======== DATA SHOWN

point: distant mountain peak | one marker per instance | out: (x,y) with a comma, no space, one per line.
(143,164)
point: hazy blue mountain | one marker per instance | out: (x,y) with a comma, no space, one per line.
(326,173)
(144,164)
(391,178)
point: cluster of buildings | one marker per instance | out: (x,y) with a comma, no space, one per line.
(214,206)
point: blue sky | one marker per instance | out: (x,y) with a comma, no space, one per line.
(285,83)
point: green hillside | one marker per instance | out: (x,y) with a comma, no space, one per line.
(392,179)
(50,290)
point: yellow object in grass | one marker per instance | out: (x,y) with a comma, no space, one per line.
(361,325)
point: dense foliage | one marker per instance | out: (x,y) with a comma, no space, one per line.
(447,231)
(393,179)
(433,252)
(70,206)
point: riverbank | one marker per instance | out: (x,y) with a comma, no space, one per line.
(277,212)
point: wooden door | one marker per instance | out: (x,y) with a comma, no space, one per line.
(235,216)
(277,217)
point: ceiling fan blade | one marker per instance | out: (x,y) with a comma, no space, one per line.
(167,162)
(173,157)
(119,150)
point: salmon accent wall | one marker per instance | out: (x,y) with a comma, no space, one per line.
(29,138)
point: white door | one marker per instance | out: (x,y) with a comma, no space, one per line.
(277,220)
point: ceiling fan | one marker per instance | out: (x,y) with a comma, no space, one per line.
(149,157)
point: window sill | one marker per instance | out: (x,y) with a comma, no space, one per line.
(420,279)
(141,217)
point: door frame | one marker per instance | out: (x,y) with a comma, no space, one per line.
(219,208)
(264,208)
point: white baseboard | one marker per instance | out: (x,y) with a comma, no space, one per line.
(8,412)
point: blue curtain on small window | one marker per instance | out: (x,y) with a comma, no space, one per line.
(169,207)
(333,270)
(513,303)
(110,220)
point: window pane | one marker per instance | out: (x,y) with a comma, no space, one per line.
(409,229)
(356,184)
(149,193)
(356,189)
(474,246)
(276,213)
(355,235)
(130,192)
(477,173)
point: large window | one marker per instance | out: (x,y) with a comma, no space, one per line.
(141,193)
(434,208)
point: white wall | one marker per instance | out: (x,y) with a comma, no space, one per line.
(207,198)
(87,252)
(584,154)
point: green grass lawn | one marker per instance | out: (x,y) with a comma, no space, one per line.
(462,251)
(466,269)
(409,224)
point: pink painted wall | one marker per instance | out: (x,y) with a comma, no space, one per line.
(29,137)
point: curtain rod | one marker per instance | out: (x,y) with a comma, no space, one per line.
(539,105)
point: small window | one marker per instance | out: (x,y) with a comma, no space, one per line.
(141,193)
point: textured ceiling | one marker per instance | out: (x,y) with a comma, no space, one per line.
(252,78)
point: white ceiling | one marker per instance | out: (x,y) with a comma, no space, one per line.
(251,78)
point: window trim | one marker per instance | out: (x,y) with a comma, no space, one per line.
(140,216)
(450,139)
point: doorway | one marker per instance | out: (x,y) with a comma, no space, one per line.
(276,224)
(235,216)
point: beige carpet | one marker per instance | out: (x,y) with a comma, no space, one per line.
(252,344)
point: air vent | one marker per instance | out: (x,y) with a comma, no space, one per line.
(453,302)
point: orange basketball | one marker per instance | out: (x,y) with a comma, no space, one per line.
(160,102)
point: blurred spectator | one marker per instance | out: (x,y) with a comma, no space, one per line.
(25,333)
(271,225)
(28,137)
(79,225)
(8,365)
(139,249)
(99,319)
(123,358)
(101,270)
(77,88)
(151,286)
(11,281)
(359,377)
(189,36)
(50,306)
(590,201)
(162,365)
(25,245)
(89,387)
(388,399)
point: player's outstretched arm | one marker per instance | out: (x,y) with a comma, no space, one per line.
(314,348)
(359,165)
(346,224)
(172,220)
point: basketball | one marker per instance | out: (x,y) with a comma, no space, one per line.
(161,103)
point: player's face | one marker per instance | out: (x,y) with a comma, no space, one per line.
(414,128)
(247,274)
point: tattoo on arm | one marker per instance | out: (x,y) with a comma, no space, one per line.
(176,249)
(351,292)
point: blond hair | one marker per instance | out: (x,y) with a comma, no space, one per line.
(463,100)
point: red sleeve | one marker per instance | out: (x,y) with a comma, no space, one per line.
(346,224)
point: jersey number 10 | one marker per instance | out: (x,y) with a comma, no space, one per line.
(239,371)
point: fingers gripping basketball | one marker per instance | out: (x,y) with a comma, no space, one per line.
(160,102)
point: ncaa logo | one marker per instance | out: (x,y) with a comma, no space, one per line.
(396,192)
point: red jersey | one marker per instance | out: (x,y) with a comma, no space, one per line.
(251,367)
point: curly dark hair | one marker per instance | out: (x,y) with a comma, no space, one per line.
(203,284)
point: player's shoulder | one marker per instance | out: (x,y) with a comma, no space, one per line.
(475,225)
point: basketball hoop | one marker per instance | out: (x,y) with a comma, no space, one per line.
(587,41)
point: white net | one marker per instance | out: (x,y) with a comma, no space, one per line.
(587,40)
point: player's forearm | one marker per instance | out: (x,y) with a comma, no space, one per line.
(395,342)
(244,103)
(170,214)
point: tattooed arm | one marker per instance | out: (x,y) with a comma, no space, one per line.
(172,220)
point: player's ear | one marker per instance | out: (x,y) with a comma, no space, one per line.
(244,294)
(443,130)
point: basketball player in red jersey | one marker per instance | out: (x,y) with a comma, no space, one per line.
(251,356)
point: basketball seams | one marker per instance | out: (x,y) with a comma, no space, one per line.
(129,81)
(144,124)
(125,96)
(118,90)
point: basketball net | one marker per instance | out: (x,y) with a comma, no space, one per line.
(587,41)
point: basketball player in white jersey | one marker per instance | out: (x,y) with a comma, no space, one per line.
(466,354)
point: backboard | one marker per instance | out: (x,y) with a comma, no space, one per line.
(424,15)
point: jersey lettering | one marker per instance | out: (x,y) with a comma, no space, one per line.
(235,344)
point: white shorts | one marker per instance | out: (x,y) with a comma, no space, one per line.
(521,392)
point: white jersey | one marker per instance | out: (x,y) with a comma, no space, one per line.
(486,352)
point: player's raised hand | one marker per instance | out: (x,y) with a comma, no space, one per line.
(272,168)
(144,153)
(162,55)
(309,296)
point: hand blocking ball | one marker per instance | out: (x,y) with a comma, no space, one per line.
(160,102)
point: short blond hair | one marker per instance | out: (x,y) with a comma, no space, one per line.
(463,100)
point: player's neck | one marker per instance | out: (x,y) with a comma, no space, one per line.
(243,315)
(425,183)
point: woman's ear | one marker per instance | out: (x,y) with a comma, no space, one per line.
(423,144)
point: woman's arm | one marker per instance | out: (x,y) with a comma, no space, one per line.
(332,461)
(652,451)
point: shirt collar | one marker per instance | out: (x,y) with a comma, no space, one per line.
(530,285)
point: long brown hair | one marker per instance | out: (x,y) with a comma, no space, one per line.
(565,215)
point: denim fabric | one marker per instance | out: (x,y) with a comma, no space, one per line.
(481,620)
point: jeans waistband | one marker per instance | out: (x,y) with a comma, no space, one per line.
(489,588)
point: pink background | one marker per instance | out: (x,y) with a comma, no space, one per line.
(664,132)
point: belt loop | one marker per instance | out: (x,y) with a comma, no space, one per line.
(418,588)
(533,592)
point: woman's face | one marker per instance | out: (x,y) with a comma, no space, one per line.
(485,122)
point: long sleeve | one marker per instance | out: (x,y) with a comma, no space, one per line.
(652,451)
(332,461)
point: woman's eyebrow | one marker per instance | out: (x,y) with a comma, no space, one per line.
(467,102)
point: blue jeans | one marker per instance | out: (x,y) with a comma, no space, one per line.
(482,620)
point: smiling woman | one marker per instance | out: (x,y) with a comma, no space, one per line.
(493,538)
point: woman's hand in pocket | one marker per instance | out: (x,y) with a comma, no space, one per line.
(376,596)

================

• **OBJECTIVE**
Please rewrite the rows from the line with "point: woman's ear" through the end of the rows, swapping "one marker per instance" for "one point per instance" and leaving everything else unchanged.

• **SOLVED EXERCISE**
point: woman's ear | one point per instance | out: (x,y) with a comma, no space, one per line.
(423,144)
point: woman's arm | one point per instance | out: (x,y) with a comma, no space, one per line.
(332,461)
(652,451)
point: shirt collar | one point per instance | out: (x,y) with a comma, no space, one per line.
(530,285)
point: long brown hair | one point per instance | out: (x,y) with a comma, no space, one per line.
(565,215)
point: denim fabric | one point per instance | out: (x,y) with a comma, no space, one per line.
(481,620)
point: jeans waistband | one point per instance | out: (x,y) with a comma, no space, one per line.
(489,588)
point: pink background | one point per instance | out: (x,y) with a comma, no space, one per line.
(664,132)
point: belt loop | one point per instance | out: (x,y) with a comma, no space, one per line.
(418,588)
(533,592)
point: woman's face | one point per instance | out: (x,y) with a comma, no space, one per line.
(485,122)
point: long sleeve | one point per instance | out: (x,y) with a comma, no space, one per line.
(652,451)
(332,461)
point: woman's eyebrow | one point per instance | out: (x,y) with a comma, no space, one per line.
(467,102)
point: blue jeans | one point per instance | out: (x,y) with a comma, no space, one per line.
(482,620)
point: smiling woman | one point per instance | out: (x,y) with a comma, no space, one per line.
(493,538)
point: woman's hand in pocket | one point per instance | out: (x,y) with a comma, no space, one per line.
(376,596)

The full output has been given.